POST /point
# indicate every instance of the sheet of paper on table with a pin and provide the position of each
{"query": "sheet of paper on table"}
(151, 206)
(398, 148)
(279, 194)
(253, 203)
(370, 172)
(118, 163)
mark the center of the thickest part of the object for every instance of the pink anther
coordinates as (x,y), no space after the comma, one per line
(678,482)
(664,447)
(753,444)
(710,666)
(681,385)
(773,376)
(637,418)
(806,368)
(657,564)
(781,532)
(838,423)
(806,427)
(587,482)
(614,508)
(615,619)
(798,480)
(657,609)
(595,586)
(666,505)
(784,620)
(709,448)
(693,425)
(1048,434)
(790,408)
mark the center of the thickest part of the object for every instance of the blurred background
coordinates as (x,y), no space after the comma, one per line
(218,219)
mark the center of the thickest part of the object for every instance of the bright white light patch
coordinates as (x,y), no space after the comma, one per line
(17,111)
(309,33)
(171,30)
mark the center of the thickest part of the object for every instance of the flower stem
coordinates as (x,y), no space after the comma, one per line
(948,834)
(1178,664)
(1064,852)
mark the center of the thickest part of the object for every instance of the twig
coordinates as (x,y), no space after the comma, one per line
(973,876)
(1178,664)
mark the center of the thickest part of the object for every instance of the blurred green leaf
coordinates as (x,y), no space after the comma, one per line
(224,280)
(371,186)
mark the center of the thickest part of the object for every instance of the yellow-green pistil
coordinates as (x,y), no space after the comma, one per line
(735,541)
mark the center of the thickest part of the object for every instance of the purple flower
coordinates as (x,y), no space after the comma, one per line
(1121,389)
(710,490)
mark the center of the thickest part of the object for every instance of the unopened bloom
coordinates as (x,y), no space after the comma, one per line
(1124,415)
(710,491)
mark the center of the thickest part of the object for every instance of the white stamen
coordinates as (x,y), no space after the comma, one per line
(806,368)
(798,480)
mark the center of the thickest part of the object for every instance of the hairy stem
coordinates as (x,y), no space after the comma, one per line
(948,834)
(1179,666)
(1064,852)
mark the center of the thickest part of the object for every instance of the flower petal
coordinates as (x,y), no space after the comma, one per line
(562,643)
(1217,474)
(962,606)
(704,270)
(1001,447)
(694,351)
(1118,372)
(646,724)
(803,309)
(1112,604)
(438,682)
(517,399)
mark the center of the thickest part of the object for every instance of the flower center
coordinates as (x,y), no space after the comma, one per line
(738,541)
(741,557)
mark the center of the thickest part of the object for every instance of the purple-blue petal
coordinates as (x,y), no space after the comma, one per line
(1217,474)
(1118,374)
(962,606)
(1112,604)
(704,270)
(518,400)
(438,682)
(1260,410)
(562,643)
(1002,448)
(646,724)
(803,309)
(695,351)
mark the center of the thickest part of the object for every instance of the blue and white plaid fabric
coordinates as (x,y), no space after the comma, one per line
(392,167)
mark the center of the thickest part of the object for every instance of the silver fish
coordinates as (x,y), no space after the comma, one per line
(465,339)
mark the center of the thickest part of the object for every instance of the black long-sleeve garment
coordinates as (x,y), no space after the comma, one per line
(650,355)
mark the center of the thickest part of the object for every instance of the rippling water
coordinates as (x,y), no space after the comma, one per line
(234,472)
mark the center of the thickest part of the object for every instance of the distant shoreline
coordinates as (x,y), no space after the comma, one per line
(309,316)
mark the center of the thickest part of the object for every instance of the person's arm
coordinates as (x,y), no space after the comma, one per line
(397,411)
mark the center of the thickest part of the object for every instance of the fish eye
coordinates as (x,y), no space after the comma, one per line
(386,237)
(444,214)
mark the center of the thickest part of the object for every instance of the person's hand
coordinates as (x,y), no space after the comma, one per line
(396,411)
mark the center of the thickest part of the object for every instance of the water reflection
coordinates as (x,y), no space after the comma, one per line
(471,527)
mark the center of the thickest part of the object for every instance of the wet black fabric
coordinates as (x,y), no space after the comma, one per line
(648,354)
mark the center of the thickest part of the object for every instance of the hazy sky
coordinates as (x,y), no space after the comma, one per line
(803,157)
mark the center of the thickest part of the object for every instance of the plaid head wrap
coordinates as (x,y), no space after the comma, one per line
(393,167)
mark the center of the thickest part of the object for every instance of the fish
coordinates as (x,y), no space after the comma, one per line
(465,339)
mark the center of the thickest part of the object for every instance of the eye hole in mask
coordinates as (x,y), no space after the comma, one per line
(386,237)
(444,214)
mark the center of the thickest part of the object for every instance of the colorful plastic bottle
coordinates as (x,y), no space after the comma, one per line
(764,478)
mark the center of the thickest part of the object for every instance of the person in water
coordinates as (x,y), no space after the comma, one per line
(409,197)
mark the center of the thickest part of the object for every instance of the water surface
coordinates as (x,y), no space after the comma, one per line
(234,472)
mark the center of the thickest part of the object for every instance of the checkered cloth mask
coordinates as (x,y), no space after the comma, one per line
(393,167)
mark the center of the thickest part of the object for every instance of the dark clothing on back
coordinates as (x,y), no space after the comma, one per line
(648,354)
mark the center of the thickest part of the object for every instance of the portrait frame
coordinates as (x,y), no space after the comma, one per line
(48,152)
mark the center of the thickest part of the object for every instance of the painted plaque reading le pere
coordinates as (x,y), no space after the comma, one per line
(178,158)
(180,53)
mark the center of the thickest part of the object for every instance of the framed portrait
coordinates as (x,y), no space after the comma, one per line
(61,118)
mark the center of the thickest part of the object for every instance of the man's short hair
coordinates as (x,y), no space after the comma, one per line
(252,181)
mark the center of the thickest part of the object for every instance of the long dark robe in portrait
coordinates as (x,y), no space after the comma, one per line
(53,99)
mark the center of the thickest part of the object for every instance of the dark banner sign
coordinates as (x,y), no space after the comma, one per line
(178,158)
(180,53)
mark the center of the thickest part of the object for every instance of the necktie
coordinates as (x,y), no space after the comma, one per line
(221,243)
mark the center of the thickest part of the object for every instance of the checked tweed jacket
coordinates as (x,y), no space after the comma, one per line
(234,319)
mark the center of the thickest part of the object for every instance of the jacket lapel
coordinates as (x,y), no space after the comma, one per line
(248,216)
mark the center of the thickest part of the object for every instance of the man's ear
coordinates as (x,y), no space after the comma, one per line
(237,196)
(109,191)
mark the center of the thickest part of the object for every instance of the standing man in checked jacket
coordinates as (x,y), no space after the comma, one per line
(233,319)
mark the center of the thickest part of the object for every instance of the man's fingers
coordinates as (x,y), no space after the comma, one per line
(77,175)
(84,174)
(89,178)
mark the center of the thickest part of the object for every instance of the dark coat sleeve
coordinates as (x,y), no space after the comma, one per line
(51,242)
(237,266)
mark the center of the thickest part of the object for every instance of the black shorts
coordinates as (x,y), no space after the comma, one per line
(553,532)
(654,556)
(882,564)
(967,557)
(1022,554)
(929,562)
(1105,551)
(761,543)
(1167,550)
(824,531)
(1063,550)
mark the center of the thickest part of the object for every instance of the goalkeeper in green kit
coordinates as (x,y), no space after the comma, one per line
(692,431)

********************

Restate the full listing word for word, leaving out nothing.

POST /point
# indicate every instance of the sheet of paper on table with a pin and provide the position of each
{"query": "sheet of paper on table"}
(151, 206)
(398, 148)
(279, 194)
(253, 203)
(370, 172)
(118, 163)
mark the center of the thickest part of the object for every instance of the pink anther
coordinates as (x,y), no space after the comma, one per line
(678,482)
(664,447)
(753,444)
(710,666)
(681,385)
(773,376)
(637,418)
(806,368)
(657,564)
(781,532)
(838,423)
(806,427)
(587,482)
(614,508)
(615,619)
(798,480)
(657,609)
(595,586)
(666,505)
(784,620)
(709,448)
(693,425)
(1048,434)
(790,408)
mark the center of the thickest part of the object for every instance of the blurred background
coordinates as (x,y), no space after the comma, one per line
(218,219)
mark the center of the thickest part of the object for every instance of the bright white light patch
coordinates as (x,y), no space after the comma, one per line
(17,111)
(309,33)
(171,30)
mark the center of the thickest part of the object for every instance of the flower stem
coordinates as (x,y), no space after the comma, one per line
(948,834)
(1178,664)
(1064,852)
mark the center of the thickest part of the object for every instance of the twig
coordinates as (x,y), no space after the comma, one per line
(973,876)
(1178,664)
mark the center of the thickest part of the object for every instance of the blurred green leaf
coordinates as (x,y), no space after the comma, one per line
(224,280)
(371,186)
mark the center of the thickest part of the object for every instance of the yellow-green pistil
coordinates as (x,y), no space after the comma, one per line
(735,541)
mark the center of the thickest part of the object for every instance of the purple flower
coordinates as (x,y), no space after the comma, one per line
(1121,389)
(710,490)
mark the center of the thickest part of the object for every instance of the unopened bloom
coordinates as (x,y), no space after the comma, one per line
(1124,415)
(710,491)
mark the center of the thickest part of the object for every instance of the white stamen
coordinates as (x,y), no space after the comma, one per line
(806,368)
(798,480)
mark the center of the thickest part of the object for every instance of the hairy stem
coordinates as (x,y), no space after the comma, one per line
(948,834)
(1179,666)
(1064,852)
mark the center of the thickest part of the object for every instance of the flower petal
coordinates as (x,y), no space after the comma, one per line
(562,643)
(1217,474)
(962,606)
(704,270)
(1001,447)
(694,351)
(1118,372)
(646,724)
(803,309)
(1112,604)
(438,682)
(517,399)
mark the center of the thickest part of the object for every instance of the flower center
coordinates as (x,y), no space after the comma, one per line
(738,541)
(741,557)
mark the center of the thickest part of the object for every instance of the purple-blue petal
coordinates as (x,y), no space after the comma, one per line
(1217,474)
(1118,374)
(962,606)
(1112,604)
(704,270)
(518,400)
(438,682)
(1260,410)
(562,643)
(1002,448)
(646,724)
(803,309)
(695,351)
mark the center of the thickest part of the object for every instance of the blue and white plaid fabric
coordinates as (x,y), no space after the comma, one per line
(392,167)
mark the center of the thickest part of the object for every instance of the silver fish
coordinates as (x,y), no space after the comma, one per line
(465,339)
mark the center of the thickest part of the object for every instance of the black long-sleeve garment
coordinates as (x,y), no space after the comma, one per line
(650,355)
mark the center of the thickest part of the object for every instance of the rippling water
coordinates as (x,y), no space after the comma, one per line
(234,472)
mark the center of the thickest part of the object for every instance of the distant shoreline
coordinates as (x,y), no space after the comma, one per line
(309,316)
mark the center of the thickest part of the object for every instance of the person's arm
coordinates as (x,y), no space after the comma, one per line
(397,411)
mark the center of the thickest part of the object for every instance of the fish eye
coordinates as (x,y), no space after the comma, one per line
(386,237)
(444,214)
mark the center of the thickest part of the object for every instance of the person's hand
coordinates as (x,y), no space after the comma, one per line
(396,411)
mark the center of the thickest part of the object for every instance of the water reflection
coordinates as (x,y), no space after the comma, one per line
(471,527)
mark the center of the thickest part of the object for every instance of the wet black fabric
coordinates as (x,y), no space after the comma, one per line
(648,354)
mark the center of the thickest part of the object for every instance of the hazy sky
coordinates as (x,y), no space after the comma, one per line
(803,157)
mark the center of the thickest part of the object for every instance of the plaid head wrap
coordinates as (x,y), no space after the comma, one per line
(393,167)
mark the center of the thickest part of the object for every instance of the fish
coordinates as (x,y), no space after the comma, one per line
(465,339)
mark the center of the thickest part of the object for every instance of the eye hole in mask
coordinates as (x,y), no space after the comma, one per line
(386,237)
(444,214)
mark the center of the thickest part of the object for every instance of the colorful plastic bottle
coordinates as (x,y), no space after the comma, one per line
(764,478)
mark the center of the thickest part of the object for every instance of the person in water
coordinates as (x,y), no space after the comma, one per line
(409,197)
mark the center of the thickest part of the object for every instance of the water surface
coordinates as (x,y), no space after the comma, one per line
(234,472)
mark the center of the thickest part of the object for every instance of the checkered cloth mask
coordinates as (x,y), no space after the comma, one per line
(393,167)
mark the center of the thickest part of the object for every instance of the dark clothing on back
coordinates as (x,y), no space after the comma, one per line
(648,354)
mark the center of the thickest part of the object for every instance of the portrait frame
coordinates as (x,y), no space after the comma, one per line
(48,152)
mark the center of the thickest part of the object for every instance of the painted plaque reading le pere
coordinates as (x,y), no space after the comma, one per line
(178,158)
(180,53)
mark the center of the thickest part of the object for every instance of the framed portrait
coordinates as (x,y), no space after the comma, one per line
(61,118)
mark the center of the thickest part of the object for every instance of the man's short hair
coordinates as (x,y), no space after the comma, one per line
(252,181)
mark the center of the thickest part of the object for every instance of the long dark robe in portrait
coordinates as (x,y), no space after the comma, one per line
(53,99)
mark the center of the thickest part of the object for every instance of the dark banner sign
coordinates as (x,y), no space after the comma, one per line
(178,158)
(180,53)
mark the center of the thickest part of the object for every instance of the necktie
coordinates as (x,y), no space after the comma, one per line
(221,243)
mark the center of the thickest part of the object for every instance of the checked tweed jacket
coordinates as (x,y), no space after the comma, one per line
(234,319)
mark the center of the thickest part of the object for every instance of the jacket lapel
coordinates as (x,y), no space after the comma, one per line
(248,216)
mark the center of the thickest part of the object for every instance of the man's ear
coordinates as (x,y), no space after the comma, one per line
(237,196)
(109,191)
mark the center of the thickest part of the object for every instance of the standing man in checked jacket
coordinates as (x,y), no space after the comma, one per line
(233,319)
mark the center of the thickest part of the object for every instance of the man's fingers
coordinates as (x,y), no space after the comma, one per line
(77,175)
(84,174)
(89,178)
mark the center of the thickest part of the object for every instance of the dark coat sleeve
coordinates as (x,y), no space after the comma, one per line
(51,242)
(237,266)
mark the center of the thickest part of the object for every instance of the black shorts
coordinates as (x,y), no space after the comma, one per line
(553,532)
(654,556)
(882,564)
(967,557)
(1022,554)
(929,562)
(1105,551)
(761,543)
(1167,550)
(824,531)
(1063,550)
mark the center of the thickest part of the object for every instance of the goalkeeper in green kit
coordinates as (x,y), no space after the comma, one per line
(692,431)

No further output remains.